## READING TEXT
((

Deployment with AWS Batch

Why would you use AWS Batch?

AWS Batch is optimised for batch computing and applications that scale with the number of jobs running in parallel. It manages job execution and compute resources, and dynamically provisions the optimal quantity and type. AWS Batch can assist with planning, scheduling, and executing your batch computing workloads, using Amazon EC2 On-Demand and Spot Instances, and it has native integration with CloudWatch for log collection.

AWS Batch helps you run massively parallel Kedro pipelines in a cost-effective way, and allows you to parallelise the pipeline execution across a number of compute instances. Each Batch job is run in an isolated Docker container environment.

The following sections are a guide on how to deploy a Kedro project to AWS Batch, and uses the spaceflights tutorial as primary example. The guide assumes that you have already completed the tutorial, and that the project was created with the project name Kedro Tutorial.

Prerequisites

To use AWS Batch, make sure you have the following prerequisites in place:

  • An AWS account set up.
  • A name attribute is set for each Kedro node. Each node will run in its own Batch job, so having sensible node names will make it easier to kedro run --node <node_name>.
  • All node input/output DataSets must be configured in catalog.yml and refer to an external location (e.g. AWS S3). A clean way to do this is to create a new configuration environment conf/aws_batch containing a catalog.yml file with the appropriate configuration, as illustrated below.
Click to expand
companies:
  type: pandas.CSVDataSet
  filepath: s3://<your-bucket>/companies.csv

reviews:
  type: pandas.CSVDataSet
  filepath: s3://<your-bucket>/reviews.csv

shuttles:
  type: pandas.ExcelDataSet
  filepath: s3://<your-bucket>/shuttles.xlsx

preprocessed_companies:
  type: pandas.CSVDataSet
  filepath: s3://<your-bucket>/preprocessed_companies.csv

preprocessed_shuttles:
  type: pandas.CSVDataSet
  filepath: s3://<your-bucket>/preprocessed_shuttles.csv

master_table:
  type: pandas.CSVDataSet
  filepath: s3://<your-bucket>/master_table.csv

regressor:
  type: pickle.PickleDataSet
  filepath: s3://<your-bucket>/regressor.pickle
  versioned: true

X_train:
  type: pickle.PickleDataSet
  filepath: s3://<your-bucket>/X_train.pickle

X_test:
  type: pickle.PickleDataSet
  filepath: s3://<your-bucket>/X_test.pickle

y_train:
  type: pickle.PickleDataSet
  filepath: s3://<your-bucket>/y_train.pickle

y_test:
  type: pickle.PickleDataSet
  filepath: s3://<your-bucket>/y_test.pickle

How to run a Kedro pipeline using AWS Batch

Containerise your Kedro project

First, you need to containerise your Kedro project, using any preferred container solution (e.g. Docker), to build an image to use in AWS Batch.

For the purpose of this walk-through, we are going to assume a Docker workflow. We recommend using the Kedro-Docker plugin to streamline the process. Instructions for using this are in the plugin’s README.md.

))

## DATA LISTING
((

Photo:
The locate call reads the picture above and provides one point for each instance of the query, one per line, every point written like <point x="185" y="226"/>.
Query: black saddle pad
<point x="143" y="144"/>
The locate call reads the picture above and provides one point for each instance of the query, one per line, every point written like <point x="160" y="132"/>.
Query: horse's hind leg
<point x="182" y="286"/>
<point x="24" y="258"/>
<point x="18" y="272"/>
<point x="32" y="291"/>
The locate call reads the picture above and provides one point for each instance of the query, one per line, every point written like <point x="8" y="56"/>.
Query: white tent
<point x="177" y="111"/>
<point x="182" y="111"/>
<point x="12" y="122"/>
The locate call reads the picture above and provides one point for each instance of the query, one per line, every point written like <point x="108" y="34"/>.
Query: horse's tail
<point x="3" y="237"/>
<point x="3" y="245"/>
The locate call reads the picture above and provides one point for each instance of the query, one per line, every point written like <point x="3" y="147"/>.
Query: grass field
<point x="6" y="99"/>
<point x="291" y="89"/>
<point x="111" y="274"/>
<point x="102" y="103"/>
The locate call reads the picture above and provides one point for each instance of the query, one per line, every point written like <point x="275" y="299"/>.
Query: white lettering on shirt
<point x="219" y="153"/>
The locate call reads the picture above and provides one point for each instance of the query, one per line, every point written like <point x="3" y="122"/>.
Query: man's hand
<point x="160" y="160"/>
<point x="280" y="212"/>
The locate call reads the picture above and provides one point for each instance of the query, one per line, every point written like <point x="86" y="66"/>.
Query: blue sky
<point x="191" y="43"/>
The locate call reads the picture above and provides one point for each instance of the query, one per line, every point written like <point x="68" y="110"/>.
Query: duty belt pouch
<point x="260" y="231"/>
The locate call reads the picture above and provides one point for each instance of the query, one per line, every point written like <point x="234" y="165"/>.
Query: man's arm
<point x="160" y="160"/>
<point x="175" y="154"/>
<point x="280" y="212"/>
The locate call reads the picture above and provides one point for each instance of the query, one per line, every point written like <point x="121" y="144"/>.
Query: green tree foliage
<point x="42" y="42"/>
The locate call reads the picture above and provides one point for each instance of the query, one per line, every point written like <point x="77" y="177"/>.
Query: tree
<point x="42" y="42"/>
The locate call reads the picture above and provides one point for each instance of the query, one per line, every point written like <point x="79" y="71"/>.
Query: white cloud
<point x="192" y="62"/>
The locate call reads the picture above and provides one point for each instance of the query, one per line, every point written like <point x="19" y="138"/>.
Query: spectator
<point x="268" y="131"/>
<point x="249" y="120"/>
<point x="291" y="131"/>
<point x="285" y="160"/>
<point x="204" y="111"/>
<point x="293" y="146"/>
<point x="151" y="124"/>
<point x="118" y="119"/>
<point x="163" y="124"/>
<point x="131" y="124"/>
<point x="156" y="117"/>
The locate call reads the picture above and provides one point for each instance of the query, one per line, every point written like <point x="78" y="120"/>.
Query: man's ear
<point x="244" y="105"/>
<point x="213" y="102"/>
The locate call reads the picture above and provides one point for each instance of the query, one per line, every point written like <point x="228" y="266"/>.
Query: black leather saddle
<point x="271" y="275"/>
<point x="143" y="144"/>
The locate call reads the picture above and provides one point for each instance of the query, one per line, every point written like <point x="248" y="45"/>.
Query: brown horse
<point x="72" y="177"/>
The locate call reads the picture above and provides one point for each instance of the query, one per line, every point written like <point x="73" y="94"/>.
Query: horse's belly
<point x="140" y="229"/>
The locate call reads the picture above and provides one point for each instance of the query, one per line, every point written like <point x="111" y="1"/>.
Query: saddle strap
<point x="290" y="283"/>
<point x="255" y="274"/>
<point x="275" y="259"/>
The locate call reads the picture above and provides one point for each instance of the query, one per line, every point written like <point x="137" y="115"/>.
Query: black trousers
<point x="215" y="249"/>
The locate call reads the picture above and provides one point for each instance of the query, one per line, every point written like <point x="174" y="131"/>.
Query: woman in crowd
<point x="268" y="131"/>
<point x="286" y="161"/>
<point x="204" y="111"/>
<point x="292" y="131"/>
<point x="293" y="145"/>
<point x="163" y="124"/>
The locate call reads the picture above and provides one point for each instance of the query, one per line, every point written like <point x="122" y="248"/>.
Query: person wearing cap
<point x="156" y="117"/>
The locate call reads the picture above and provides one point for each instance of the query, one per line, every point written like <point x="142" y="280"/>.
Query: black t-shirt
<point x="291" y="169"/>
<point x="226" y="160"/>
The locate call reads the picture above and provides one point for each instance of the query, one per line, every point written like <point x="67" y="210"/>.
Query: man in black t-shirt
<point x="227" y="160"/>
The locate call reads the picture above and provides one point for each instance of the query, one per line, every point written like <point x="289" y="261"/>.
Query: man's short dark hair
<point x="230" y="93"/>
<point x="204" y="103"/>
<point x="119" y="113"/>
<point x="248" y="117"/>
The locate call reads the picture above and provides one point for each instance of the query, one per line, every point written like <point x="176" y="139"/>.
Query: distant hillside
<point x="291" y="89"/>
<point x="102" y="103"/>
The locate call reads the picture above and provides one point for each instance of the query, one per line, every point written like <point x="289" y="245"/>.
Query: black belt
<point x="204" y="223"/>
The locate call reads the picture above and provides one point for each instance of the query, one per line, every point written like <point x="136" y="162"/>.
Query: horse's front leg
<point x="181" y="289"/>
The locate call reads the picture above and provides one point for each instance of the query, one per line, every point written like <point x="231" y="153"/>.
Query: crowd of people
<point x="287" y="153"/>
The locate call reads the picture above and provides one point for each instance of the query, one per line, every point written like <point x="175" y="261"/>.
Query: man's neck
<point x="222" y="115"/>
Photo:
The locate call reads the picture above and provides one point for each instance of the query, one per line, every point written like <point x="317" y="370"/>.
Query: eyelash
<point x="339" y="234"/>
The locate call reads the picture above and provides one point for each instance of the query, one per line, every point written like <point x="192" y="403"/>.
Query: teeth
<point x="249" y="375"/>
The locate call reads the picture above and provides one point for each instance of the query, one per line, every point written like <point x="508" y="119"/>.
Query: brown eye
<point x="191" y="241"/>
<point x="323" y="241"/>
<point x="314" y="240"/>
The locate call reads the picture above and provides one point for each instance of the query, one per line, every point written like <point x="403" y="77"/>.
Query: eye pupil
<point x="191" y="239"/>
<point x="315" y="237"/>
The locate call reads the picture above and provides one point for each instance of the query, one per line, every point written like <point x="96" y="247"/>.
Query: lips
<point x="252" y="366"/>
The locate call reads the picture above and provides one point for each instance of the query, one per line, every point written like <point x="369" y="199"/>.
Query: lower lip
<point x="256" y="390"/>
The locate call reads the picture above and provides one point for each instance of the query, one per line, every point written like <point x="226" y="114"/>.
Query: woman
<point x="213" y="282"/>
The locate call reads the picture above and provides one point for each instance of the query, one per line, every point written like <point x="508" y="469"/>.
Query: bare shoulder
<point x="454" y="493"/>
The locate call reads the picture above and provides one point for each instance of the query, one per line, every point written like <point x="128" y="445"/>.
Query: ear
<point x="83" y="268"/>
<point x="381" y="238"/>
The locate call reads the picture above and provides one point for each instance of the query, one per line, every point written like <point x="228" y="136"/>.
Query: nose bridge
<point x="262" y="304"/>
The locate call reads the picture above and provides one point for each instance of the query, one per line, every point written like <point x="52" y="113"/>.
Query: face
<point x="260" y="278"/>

))
((

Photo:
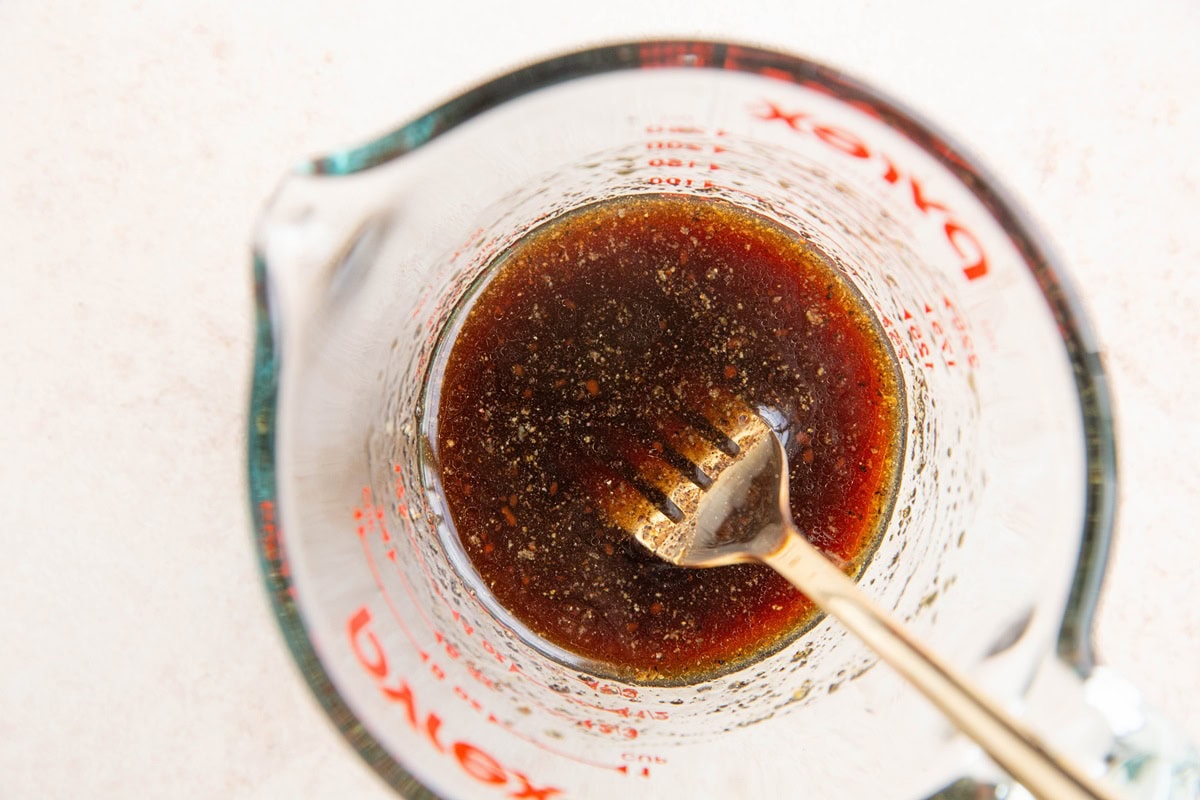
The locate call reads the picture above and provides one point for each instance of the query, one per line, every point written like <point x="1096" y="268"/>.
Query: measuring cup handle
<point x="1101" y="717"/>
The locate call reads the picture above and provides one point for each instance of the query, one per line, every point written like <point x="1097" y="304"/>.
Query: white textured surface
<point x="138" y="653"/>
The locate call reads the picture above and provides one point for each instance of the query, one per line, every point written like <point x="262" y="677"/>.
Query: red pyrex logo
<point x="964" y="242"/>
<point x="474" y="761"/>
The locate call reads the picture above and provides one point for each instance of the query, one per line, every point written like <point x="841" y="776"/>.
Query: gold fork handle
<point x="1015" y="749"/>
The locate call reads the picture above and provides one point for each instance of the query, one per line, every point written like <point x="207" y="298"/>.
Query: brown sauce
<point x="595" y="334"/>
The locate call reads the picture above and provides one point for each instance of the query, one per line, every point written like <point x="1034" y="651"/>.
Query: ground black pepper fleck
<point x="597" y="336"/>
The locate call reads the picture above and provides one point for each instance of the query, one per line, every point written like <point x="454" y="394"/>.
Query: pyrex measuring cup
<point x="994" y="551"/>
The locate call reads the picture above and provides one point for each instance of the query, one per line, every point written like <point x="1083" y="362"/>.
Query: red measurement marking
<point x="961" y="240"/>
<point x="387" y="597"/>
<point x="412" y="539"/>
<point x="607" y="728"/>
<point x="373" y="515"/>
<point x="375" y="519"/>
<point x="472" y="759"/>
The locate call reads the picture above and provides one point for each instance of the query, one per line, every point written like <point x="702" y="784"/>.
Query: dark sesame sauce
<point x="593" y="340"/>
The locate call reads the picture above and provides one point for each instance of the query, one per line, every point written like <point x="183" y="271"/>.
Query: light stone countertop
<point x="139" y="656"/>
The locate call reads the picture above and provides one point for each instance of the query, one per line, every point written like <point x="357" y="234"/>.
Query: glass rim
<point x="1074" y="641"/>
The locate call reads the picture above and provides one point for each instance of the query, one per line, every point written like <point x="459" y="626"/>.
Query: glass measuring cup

))

## BRIEF 1
In the AWS Batch deployment guide, what kind of environment does each Batch job run in?
## BRIEF 2
Write out the AWS Batch deployment guide word for word, starting at "First, you need" and stopping after "the plugin’s README.md.".

## FULL OUTPUT 1
An isolated Docker container environment.

## FULL OUTPUT 2
First, you need to containerise your Kedro project, using any preferred container solution (e.g. Docker), to build an image to use in AWS Batch.

For the purpose of this walk-through, we are going to assume a Docker workflow. We recommend using the Kedro-Docker plugin to streamline the process. Instructions for using this are in the plugin’s README.md.